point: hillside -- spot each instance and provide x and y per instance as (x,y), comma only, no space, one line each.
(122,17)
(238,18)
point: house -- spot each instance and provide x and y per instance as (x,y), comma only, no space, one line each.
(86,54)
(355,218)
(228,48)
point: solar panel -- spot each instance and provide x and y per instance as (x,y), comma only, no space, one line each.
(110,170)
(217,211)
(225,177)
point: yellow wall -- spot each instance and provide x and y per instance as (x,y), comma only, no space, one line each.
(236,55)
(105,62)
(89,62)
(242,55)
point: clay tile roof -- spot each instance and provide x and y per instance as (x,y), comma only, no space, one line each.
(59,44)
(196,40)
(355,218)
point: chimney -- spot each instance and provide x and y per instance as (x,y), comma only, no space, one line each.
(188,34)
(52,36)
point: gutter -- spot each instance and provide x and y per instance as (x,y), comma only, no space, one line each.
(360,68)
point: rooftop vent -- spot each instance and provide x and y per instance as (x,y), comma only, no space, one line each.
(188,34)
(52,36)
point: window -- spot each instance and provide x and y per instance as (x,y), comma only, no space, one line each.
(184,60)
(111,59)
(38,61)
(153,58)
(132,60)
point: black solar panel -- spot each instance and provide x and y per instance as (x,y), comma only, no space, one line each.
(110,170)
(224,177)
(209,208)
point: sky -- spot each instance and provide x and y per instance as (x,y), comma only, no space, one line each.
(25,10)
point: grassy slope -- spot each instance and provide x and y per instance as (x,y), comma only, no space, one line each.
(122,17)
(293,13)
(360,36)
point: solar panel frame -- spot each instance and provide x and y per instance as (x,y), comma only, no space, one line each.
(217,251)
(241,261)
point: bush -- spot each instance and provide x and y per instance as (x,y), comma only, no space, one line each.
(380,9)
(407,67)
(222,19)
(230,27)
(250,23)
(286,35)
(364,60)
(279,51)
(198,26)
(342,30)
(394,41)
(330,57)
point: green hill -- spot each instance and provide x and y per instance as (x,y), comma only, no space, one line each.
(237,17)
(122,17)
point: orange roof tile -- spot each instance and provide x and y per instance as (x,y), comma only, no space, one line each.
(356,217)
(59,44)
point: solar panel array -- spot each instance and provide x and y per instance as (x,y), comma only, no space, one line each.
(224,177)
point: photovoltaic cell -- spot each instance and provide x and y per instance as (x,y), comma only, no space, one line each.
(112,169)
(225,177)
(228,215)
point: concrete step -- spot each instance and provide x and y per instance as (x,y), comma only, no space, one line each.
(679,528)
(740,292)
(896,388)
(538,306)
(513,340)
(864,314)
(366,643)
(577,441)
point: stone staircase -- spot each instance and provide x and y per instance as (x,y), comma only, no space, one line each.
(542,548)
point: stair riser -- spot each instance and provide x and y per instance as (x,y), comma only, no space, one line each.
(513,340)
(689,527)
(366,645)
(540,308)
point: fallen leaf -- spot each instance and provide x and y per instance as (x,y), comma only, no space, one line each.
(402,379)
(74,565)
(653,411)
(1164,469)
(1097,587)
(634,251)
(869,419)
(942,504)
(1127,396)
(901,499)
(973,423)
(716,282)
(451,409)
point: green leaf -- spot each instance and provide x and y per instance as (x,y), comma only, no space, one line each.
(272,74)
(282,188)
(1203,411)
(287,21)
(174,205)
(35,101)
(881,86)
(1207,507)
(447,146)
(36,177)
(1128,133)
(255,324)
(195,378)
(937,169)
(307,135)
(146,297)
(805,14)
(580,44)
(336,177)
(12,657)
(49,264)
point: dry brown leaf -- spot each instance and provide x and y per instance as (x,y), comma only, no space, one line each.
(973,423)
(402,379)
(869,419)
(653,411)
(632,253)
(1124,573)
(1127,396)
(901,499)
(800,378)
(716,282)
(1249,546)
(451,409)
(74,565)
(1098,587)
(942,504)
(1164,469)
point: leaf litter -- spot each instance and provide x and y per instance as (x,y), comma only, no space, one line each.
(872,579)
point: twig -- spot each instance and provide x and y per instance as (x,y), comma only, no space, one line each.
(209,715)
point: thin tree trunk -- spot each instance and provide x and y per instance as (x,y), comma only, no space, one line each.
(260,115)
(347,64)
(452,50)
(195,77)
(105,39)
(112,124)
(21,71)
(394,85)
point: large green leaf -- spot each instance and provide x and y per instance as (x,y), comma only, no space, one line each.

+++

Problem to work on.
Each entry above is to be copied out exactly.

Task response.
point: hillside -- spot each instance and provide x and y per instance as (x,y), comma only, no space, one line each.
(122,17)
(238,18)
point: house -- spot each instance and provide x and y per instance as (x,y), comma only, no space, one line each.
(86,54)
(355,218)
(228,48)
point: solar panel -- spot each instance and provide x and y per instance as (x,y), comma only, no space, one line each.
(110,170)
(217,211)
(225,177)
point: yellow wall -- spot each instance and provide x and y per instance as (x,y), comma only, no space, one line each.
(236,55)
(105,62)
(89,62)
(242,55)
point: clay tile roof -- spot each instance and provide x and y per instance as (x,y), comma only, no space, one line each.
(59,44)
(196,40)
(355,218)
point: chimney -- spot each instance and provide x and y per instance as (x,y), comma only, no space, one line each.
(188,34)
(52,36)
point: gutter -- spot each instance and provide x and y per instance as (x,y), comma only, no space, one line each.
(360,68)
point: rooftop vent -- spot each instance and provide x and y per instance as (x,y), comma only, no space, one line each.
(188,34)
(52,36)
point: window -- spot each instance and provide x and y per instance as (x,y), comma only, no space, one line each.
(184,60)
(111,59)
(38,61)
(153,58)
(132,60)
point: black solar panel -- spot each instance and provide x and y per instance as (x,y), comma only, no space, one line each.
(110,170)
(224,177)
(209,208)
point: sky -- spot each instance and provide x and y per instance as (x,y), comma only, no space, one line each.
(25,10)
point: grassy slope -- spot each instance and provide x and y per instance as (x,y), comma only, no space, one line each.
(122,17)
(293,13)
(360,36)
point: solar panel frame -- spot each instance and provide x and y per instance as (x,y), comma only, no space, one line each.
(217,251)
(241,261)
point: bush -- spot each instance and provide x and y per instance as (x,y), comma only, no space, one line each.
(380,9)
(407,67)
(222,19)
(230,27)
(250,23)
(286,35)
(364,60)
(279,51)
(198,26)
(342,30)
(394,41)
(330,57)
point: green hill -- spot each instance and provide x and y per instance as (x,y), comma only, no space, one line each.
(237,17)
(122,17)
point: orange roof tile -- spot each instance and provide x and y per instance as (x,y), comma only, no space, one line each.
(356,217)
(59,44)
point: solar panel array -- spot each instance and provide x and y per instance as (x,y), comma only, no space, one line each.
(224,177)
point: photovoltaic cell -- spot each instance and provide x and y per instance as (x,y), comma only, no space, one line each.
(112,169)
(225,177)
(228,215)
point: concrete step -- spot each instance and provide x and y per instance as (x,y), comma only, no space, one line each.
(679,528)
(740,292)
(896,388)
(538,306)
(513,340)
(864,314)
(366,643)
(577,441)
point: stone staircase -- spot each instance and provide x and y per instance as (x,y), comma only, no space, one line each.
(542,548)
point: stair riser -- spot each instance and provide x and y per instance as (x,y), comma only, no space, one line each.
(513,340)
(689,527)
(366,645)
(540,308)
point: fallen leaf -- spot each instance and provide x and y per instance as (x,y), comma only, no space, one line each.
(402,379)
(74,565)
(653,411)
(1164,469)
(1097,587)
(634,251)
(869,419)
(942,504)
(1127,396)
(901,499)
(973,423)
(716,282)
(451,409)
point: green leaf -- spot each instance and provide x and y per instance as (x,y), comma only, no space, one line each.
(272,74)
(282,188)
(1203,411)
(287,21)
(174,205)
(35,101)
(881,86)
(1207,507)
(447,146)
(36,177)
(1128,133)
(255,324)
(195,378)
(937,169)
(307,135)
(146,297)
(805,14)
(580,44)
(336,177)
(12,657)
(49,264)
point: dry brown leaf -- spot each instance and provide x and y per instance as (x,y), comma only, no space, one line each.
(973,423)
(402,379)
(869,419)
(653,411)
(632,253)
(1124,573)
(1127,396)
(901,499)
(800,378)
(716,282)
(1249,546)
(451,409)
(74,565)
(1098,587)
(942,504)
(1164,469)
point: leaf litter -- spot each instance and provide x and y per instance as (x,y), comma only, no space, one line each.
(872,579)
point: twig -- spot each instance and provide x and y per instance as (x,y), comma only, no space, one line each.
(209,715)
point: thin tree trunk -- spot each instance and provide x and y per instance as (x,y), comma only, no space, one line each.
(260,115)
(347,64)
(452,50)
(195,77)
(105,39)
(112,124)
(21,71)
(394,85)
point: large green leaf -- spot each instance and provide x and y per instance as (x,y), comma only, no space, one line each.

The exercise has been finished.